[Supplied material Boundary: Start]

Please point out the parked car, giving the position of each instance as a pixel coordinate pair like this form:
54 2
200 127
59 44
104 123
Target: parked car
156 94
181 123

[Supplied material Boundary: End]

Task item ▸ Write every record out again, letter for letter.

Answer box ▸
Please point out the parked car, giving the position of each instance as a pixel coordinate pair like this form:
54 2
200 127
59 44
104 123
Target: parked car
156 94
181 123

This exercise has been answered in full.